Supplied text:

I'm sure that at least a handful of these were actually middle-aged, basement-dwelling perverts, but some of them were also just young, curious people delighting in the boundlessness of the internet and how small the world was beginning to seem as a consequence.

My conversation with the Bosnian was the least sordid of the lot

The video/audio component wasn't available when I was younger and the whole thing just felt quite kosher, like having a pen-pal for five minutes with nothing material at stake, provided you were savvy enough not to disclose too much personal information: so either I was epically naive about the real purpose of the meet-a-stranger chat room platform, or they've deteriorated into the sad, sex-cesspools I ended up wading through a decade and a bit later. My conversation with the Bosnian was the least sordid of the lot.

Every — and I mean every — time I was “now connected with a stranger! Say hi!” It was either a bot promoting a porn site, or a boy/man whose first inquiry was in every instance: “FEMALE?” They didn't even bother to “Say hi!”

When I affirmed, with a sinking stomach, that yes, I was “A FEMALE,” their riposte was (equally inevitably?) “U HORNY?” When I politely advised them that I was, sadly, not — by the time I'd endured three or four of these encounters I was the antithesis of “HORNY” — most of them left.

I did manage to extract a little bit of conversation from a 35-year-old married man from the US, who then went on to confide that he'd like more than anything in the world to sleep with his mother-in-law. I suggested that this might be detrimental to his marriage. He agreed. I promptly fled the chat.

A 20-year-old engineering student from India seemed promising, before encroaching into lascivious territory. He said he felt optimistic about vaccination, and that lockdown “sucked”. Then he wanted to know if I wanted to know what else sucked, or could be sucked, or would I suck.

Over the course of about 30 (mostly abortive, otherwise lewd) attempts to connect with a stranger, I didn't encounter a single woman, which makes it odd that men even bother to go on these sites in pursuit of willing “FEMALE” specimens.

I don't think any of the people I encountered were dangerous or predatory: for the most part, they were exactly what they said they were: bored, listless, horny men looking for someone to participate in a smutty “what would you do if you were here” -type exchange and — if the guy really hit the jackpot — send them some nudes. But it did occur to me how dangerous these text platforms can be, what they might lend themselves to.

Dataset entries
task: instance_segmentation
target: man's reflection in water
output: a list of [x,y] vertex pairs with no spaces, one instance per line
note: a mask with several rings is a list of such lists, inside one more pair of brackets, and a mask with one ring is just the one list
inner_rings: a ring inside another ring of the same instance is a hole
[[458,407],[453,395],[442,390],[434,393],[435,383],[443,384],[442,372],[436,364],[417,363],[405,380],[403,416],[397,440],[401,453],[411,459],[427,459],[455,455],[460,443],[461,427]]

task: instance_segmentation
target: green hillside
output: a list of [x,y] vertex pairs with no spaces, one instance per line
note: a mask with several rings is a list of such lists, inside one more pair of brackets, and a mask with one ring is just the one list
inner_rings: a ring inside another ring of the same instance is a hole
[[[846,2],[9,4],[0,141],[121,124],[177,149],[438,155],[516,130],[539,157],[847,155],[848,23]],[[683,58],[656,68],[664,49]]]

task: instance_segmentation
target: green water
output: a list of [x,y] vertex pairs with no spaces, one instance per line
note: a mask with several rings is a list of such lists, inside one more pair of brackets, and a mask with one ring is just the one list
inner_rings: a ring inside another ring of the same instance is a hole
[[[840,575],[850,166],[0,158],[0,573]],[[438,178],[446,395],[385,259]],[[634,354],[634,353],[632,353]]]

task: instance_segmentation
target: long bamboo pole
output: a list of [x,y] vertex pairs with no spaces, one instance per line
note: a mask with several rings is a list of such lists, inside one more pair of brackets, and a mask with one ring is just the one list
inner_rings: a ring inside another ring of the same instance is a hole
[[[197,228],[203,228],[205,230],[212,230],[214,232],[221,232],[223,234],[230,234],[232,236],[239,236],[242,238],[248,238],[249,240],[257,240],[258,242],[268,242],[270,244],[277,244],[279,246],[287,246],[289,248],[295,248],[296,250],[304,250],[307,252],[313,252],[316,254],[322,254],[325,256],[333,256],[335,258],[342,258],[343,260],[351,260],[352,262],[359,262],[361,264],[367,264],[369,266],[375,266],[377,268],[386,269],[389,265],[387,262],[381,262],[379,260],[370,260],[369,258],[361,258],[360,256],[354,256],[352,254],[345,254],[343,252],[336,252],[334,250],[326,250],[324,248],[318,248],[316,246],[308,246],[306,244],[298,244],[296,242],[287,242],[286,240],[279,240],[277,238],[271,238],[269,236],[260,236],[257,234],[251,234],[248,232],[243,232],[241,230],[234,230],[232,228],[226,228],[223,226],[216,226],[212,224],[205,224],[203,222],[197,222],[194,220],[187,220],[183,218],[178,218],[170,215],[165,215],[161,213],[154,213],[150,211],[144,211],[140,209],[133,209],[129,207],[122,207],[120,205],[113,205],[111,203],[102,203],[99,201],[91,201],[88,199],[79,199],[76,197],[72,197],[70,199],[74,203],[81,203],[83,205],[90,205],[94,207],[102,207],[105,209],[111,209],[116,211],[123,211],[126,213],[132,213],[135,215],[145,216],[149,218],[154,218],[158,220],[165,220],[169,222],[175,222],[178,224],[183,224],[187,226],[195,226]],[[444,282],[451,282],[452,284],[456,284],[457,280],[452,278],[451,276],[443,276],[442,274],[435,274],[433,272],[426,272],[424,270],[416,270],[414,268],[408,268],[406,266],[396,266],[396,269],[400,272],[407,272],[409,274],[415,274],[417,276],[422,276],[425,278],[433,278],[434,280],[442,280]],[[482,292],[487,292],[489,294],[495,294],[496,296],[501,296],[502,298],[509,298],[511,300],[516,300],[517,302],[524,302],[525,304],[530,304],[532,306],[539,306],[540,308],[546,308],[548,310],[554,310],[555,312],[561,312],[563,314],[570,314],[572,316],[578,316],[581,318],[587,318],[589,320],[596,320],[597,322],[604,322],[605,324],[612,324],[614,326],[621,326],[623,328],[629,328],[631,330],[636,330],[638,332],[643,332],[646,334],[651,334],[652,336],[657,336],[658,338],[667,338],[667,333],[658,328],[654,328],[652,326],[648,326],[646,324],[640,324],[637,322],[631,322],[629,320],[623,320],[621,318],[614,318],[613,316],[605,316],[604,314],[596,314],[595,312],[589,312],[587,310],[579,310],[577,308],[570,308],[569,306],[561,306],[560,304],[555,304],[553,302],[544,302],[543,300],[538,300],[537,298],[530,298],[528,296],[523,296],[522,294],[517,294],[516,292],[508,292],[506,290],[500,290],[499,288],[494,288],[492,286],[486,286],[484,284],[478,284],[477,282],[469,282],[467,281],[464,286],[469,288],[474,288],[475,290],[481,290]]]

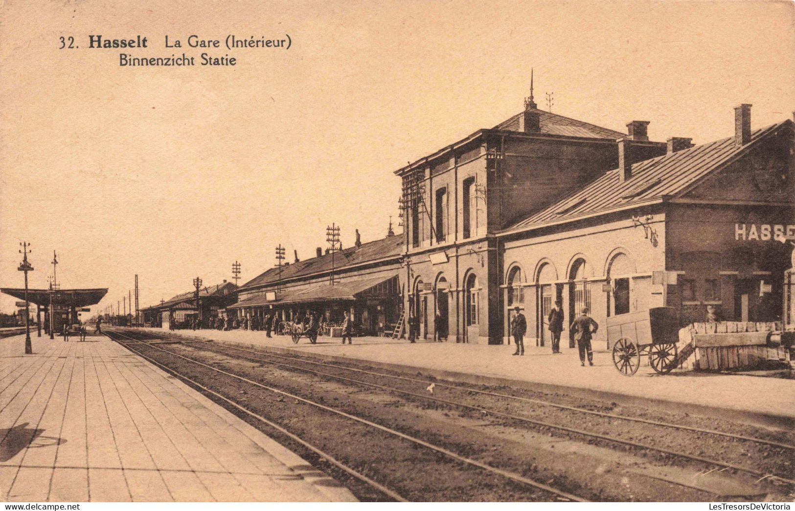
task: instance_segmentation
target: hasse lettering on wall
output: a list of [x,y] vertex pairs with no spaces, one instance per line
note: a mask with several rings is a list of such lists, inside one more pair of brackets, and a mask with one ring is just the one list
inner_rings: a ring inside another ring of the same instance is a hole
[[770,240],[785,242],[788,239],[795,239],[795,225],[735,223],[735,239],[750,242]]

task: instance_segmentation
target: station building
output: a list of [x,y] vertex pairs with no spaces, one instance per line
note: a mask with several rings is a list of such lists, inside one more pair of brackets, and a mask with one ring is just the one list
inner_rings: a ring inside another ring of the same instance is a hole
[[618,168],[498,233],[503,328],[518,306],[543,345],[556,300],[567,324],[582,307],[603,325],[660,306],[683,325],[704,321],[708,306],[719,319],[781,321],[795,239],[793,123],[750,126],[741,105],[734,137],[671,138],[651,159],[636,157],[626,137]]
[[[402,180],[405,303],[420,336],[501,344],[505,322],[498,233],[615,168],[626,134],[539,110],[482,129],[395,172]],[[664,154],[647,123],[630,123],[634,155]],[[438,321],[436,319],[438,315]]]
[[316,257],[269,269],[238,288],[230,306],[240,317],[277,314],[285,321],[316,312],[331,323],[347,311],[365,335],[391,333],[401,317],[405,284],[400,278],[403,238],[386,238],[349,248],[316,250]]
[[404,308],[421,337],[510,343],[518,306],[544,344],[556,299],[567,327],[584,306],[598,322],[661,305],[683,324],[707,305],[727,319],[781,319],[793,122],[751,130],[750,105],[735,121],[730,138],[655,142],[649,122],[614,131],[540,110],[531,91],[519,114],[396,171]]

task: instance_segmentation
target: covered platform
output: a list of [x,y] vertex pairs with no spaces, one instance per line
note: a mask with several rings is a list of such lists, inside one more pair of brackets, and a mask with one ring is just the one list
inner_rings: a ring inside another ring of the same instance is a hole
[[[19,300],[25,299],[24,288],[0,288],[0,292],[4,292]],[[64,325],[74,324],[78,322],[77,309],[99,304],[106,294],[107,294],[107,288],[28,289],[27,300],[36,305],[36,323],[38,325],[38,335],[41,336],[42,312],[45,314],[45,330],[52,338],[53,332],[63,331]],[[53,328],[52,331],[50,330],[50,318],[52,318]]]
[[390,330],[398,320],[401,303],[397,272],[382,272],[369,278],[350,278],[332,285],[328,281],[249,295],[230,305],[242,316],[276,313],[285,321],[304,316],[307,311],[320,314],[327,322],[339,323],[347,311],[364,331],[372,335]]

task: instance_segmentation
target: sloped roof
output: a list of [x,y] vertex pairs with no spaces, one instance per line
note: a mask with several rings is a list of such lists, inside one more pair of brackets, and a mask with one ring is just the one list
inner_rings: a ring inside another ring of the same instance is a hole
[[[334,254],[335,271],[347,266],[377,261],[386,257],[397,257],[402,253],[405,239],[402,236],[395,235],[377,239],[374,242],[363,243],[360,246],[351,246]],[[320,257],[305,259],[289,266],[281,267],[282,281],[297,277],[303,277],[327,272],[332,269],[332,254],[324,254]],[[279,281],[278,268],[271,268],[263,273],[251,279],[240,288],[272,284]]]
[[608,171],[579,192],[503,232],[607,213],[676,195],[788,122],[790,121],[756,130],[750,141],[742,147],[735,145],[734,137],[730,137],[639,161],[632,165],[632,177],[623,183],[619,180],[617,168]]
[[[539,123],[541,132],[550,135],[565,135],[568,137],[586,137],[588,138],[610,138],[615,140],[622,137],[626,137],[626,133],[609,130],[598,126],[590,122],[584,122],[576,119],[569,118],[552,112],[545,112],[537,108],[530,109],[540,114]],[[519,130],[519,118],[524,112],[520,112],[516,115],[500,122],[494,127],[494,130],[508,130],[510,131]]]

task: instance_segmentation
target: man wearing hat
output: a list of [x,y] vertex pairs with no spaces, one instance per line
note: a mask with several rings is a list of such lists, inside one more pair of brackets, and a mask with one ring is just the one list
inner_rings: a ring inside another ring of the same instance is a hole
[[[593,330],[591,330],[593,328]],[[594,352],[591,349],[591,337],[599,330],[599,323],[588,316],[588,308],[584,307],[580,317],[574,320],[571,326],[574,340],[577,342],[580,350],[580,365],[585,365],[585,354],[588,355],[588,364],[594,365]]]
[[560,332],[563,331],[563,302],[560,298],[555,300],[555,307],[549,311],[547,323],[549,323],[549,331],[552,333],[552,352],[560,353]]
[[514,308],[516,314],[510,321],[510,334],[514,336],[514,342],[516,343],[516,353],[514,355],[525,354],[525,332],[527,331],[527,320],[525,315],[522,313],[519,307]]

Activity 1: Rewrite the stretch of the essay on stranger chat rooms from "When I affirmed, with" through "fled the chat.", replacing "mother-in-law" with "sister-in-law".
Activity 2:
According to the essay on stranger chat rooms, are the following statements true? Answer yes or no for each, and quote the words from the essay that decide it.
(a) The writer met at least one woman over about 30 attempts to connect with a stranger.
(b) The engineering student from India said he felt optimistic about vaccination.
(c) The video/audio component was available when the writer was younger.
Activity 3: Write a continuation of the essay on stranger chat rooms that begins after its final sentence.

Response area 1:
When I affirmed, with a sinking stomach, that yes, I was “A FEMALE,” their riposte was (equally inevitably?) “U HORNY?” When I politely advised them that I was, sadly, not — by the time I'd endured three or four of these encounters I was the antithesis of “HORNY” — most of them left.

I did manage to extract a little bit of conversation from a 35-year-old married man from the US, who then went on to confide that he'd like more than anything in the world to sleep with his sister-in-law. I suggested that this might be detrimental to his marriage. He agreed. I promptly fled the chat.

Response area 2:
(a) No: "I didn't encounter a single woman."
(b) Yes: "He said he felt optimistic about vaccination."
(c) No: "The video/audio component wasn't available when I was younger."

Response area 3:
The very anonymity of the enterprise means that there's no guarantee that a 50-year-old man can't convince a 14-year-old, posing as an 18-year-old, to send him pictures. It's wildly unregulated — and, indeed, when I looked into the matter (after taking a scalding hot shower and a shot of make-me-forget whisky) I found that Omegle has actually been under scrutiny for this very reason.

Investigators appointed to look into the site by the BBC found that adult men have been “exposing themselves” to minors over video chat; and that some users on the PG 13 site are reportedly as young as seven or eight years old.

Concurrently, Omegle has enjoyed a huge spike in users since the outbreak of
the pandemic: over 60-million new “visits” to the site were recorded by Semrush —
an “online visibility management platform” — between January 2020 and January
2021. It's troubling, and I won't be “visiting” ever again.

That said, it's clear that people are lonely and looking to connect, if only on the most base, primordial level. People are stuck at home; bars are closed; campuses are closed. To a certain extent, we're all craving conversation with strangers. I miss making small talk and smiling at people and hugging somebody I met the hour before at a party, secure in the knowledge that I'll probably never see them again. It all boils down to EM Forster's overused but ever-true epigram: that impulse hard-wired into our DNA, to “only connect”.

This isn't what Forster had in mind, but then, the men on these sites could just as easily be watching porn. Instead, they spend hours at a time asking other men if they're also men on the very, very, very off chance that their next randomly appointed correspondent will be a woman. Sorry, not a woman — a “HORNY FEMALE”.